- [Required task A]
Decide whether each statement below agrees with the text on adaptive programming, answering yes or no and quoting the exact words of the text that decide it. (i) The author takes adaptive programming to be the international aid counterpart of agile in IT. (ii) The author has seen many organizations apply PRINCE2 in full. (iii) The author suspects poor nutrition in a country comes from a single cause.

- [Extract]
━━━

Last week I attended a conference of international development professionals discussing adaptive programming (or projects – for those outside the internal development world). For a short readout see: https://dfid.blog.gov.uk/2013/10/21/adaptive-programming/

Adaptive programming is a sort of ‘agile’ project methodology for aid programmes, in others words, a contingent, try as you go, methodology for seeing ‘what works’, in international development.

Unlike IT, international aid is solving genuinely complex problems, or ‘wicked problems’ for which the causes of the failure of development or continued poverty are multifaceted and difficult to pin down. For example, is poor nutrition in a country due to barriers to economic development, lack of basic resources, cultural issues, poor political and state governance, or a complex messy combination of all of these? I would suspect the latter. If so, how can any programme of international aid make a difference to this?

Standard programmes require a clear definition of the problem, clear designed solution, and then systematic, orderly, well controlled, project implementation of the solution.

Just as this is being recognised as not possible in IT programmes (i.e. you cannot predict 100% of the problems in advance) then similarly this is the more so in development programmes. IT’s solution is agile – a reflexive, adaptive, contingent approach to solving the problem, with many learning loops within a non linear process. Adaptive programming (I have interpreted) is the same thing in an international aid context.

So where’s the relevance for internal audit? Well, internal audit in its traditional form is great at assuring standard, linear, projects. You review the process and design of the process – will it deliver a good project? So most organisations would have some familiarity with PRINCE2 (I’ve not seen anyone really apply PRINCE2 by the way). Fabulous – you can send junior staff to look at a book of rules, if the programme is complex, send a more senior auditor (who can take some judgement or view of the rules). Then tick it and report non-compliance.

━━━

- [Input material]
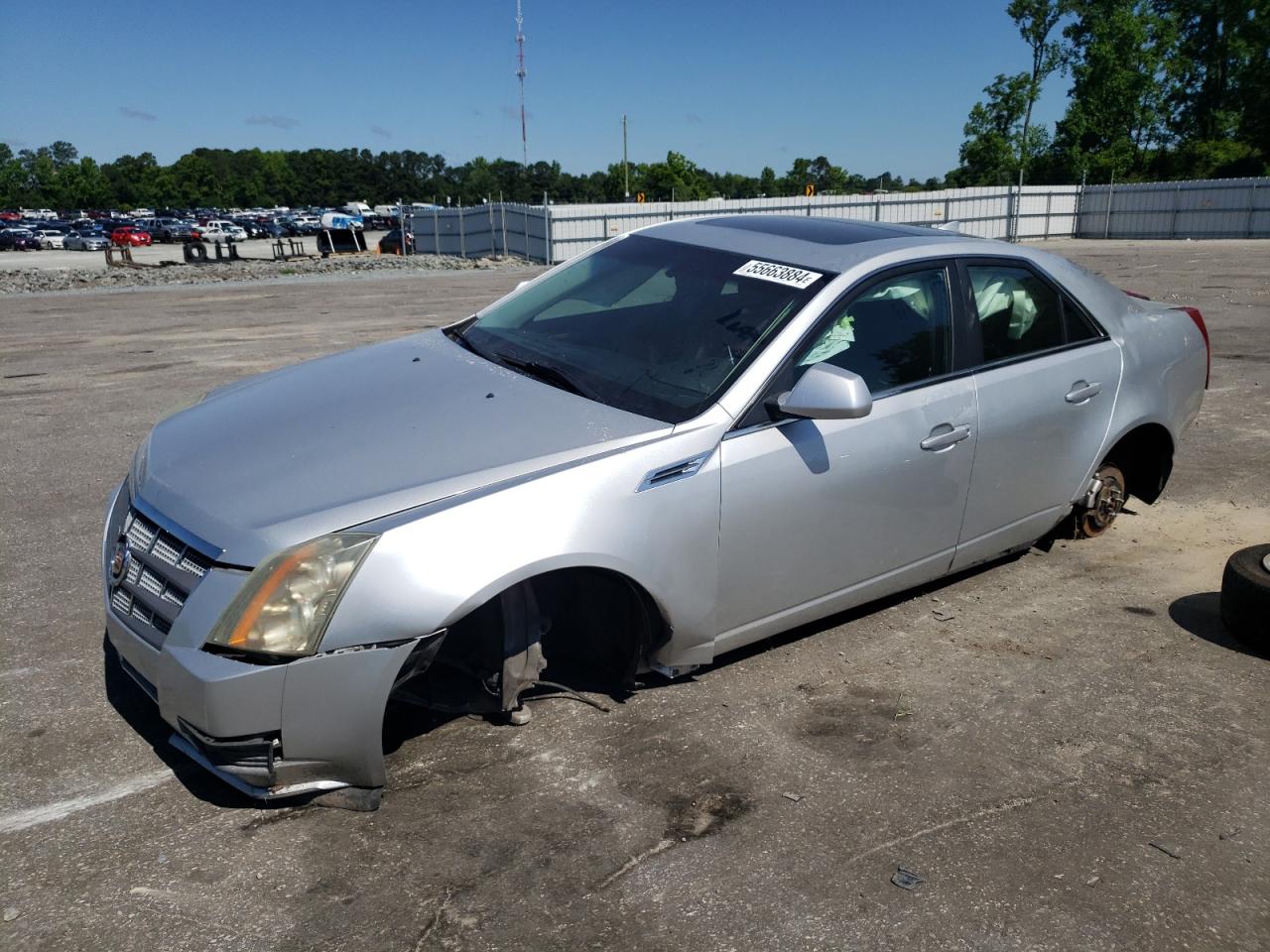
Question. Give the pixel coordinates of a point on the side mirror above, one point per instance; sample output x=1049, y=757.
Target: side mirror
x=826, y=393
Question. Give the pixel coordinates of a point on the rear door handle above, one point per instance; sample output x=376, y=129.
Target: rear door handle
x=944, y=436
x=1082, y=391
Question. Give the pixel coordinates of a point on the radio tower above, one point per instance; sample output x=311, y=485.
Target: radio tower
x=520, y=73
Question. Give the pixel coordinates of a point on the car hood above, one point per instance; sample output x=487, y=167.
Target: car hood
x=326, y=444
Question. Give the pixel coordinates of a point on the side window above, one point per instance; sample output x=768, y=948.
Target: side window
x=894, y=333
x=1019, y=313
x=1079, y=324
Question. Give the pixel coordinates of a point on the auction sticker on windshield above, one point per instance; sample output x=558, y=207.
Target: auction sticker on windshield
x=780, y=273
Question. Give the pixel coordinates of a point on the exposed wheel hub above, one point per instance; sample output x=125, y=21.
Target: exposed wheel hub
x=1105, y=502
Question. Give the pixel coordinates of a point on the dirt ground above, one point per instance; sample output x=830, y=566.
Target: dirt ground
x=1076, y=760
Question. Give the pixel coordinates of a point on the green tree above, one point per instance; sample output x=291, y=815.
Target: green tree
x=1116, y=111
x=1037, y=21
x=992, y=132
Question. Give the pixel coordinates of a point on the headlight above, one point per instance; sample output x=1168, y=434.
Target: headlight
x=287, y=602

━━━

- [Required task B]
Render the lines of the records as a numbered list, beginning with the line that contains "output x=768, y=948." and continuing through the line that contains "x=992, y=132".

- [Task response A]
(i) Yes: "Adaptive programming (I have interpreted) is the same thing in an international aid context."
(ii) No: "I’ve not seen anyone really apply PRINCE2 by the way"
(iii) No: "or a complex messy combination of all of these? I would suspect the latter."

- [Task response B]
1. Question. Give the pixel coordinates of a point on the side window above, one point per instance; sample output x=768, y=948.
2. Target: side window
3. x=894, y=333
4. x=1019, y=313
5. x=1079, y=324
6. Question. Give the pixel coordinates of a point on the auction sticker on windshield above, one point per instance; sample output x=558, y=207.
7. Target: auction sticker on windshield
8. x=780, y=273
9. Question. Give the pixel coordinates of a point on the exposed wheel hub above, one point per instance; sample output x=125, y=21.
10. Target: exposed wheel hub
11. x=1105, y=502
12. Question. Give the pixel coordinates of a point on the dirt ground above, one point per instance; sample output x=830, y=566.
13. Target: dirt ground
14. x=1076, y=760
15. Question. Give the pixel coordinates of a point on the green tree above, one point per instance; sample output x=291, y=815.
16. Target: green tree
17. x=1116, y=111
18. x=1037, y=21
19. x=992, y=132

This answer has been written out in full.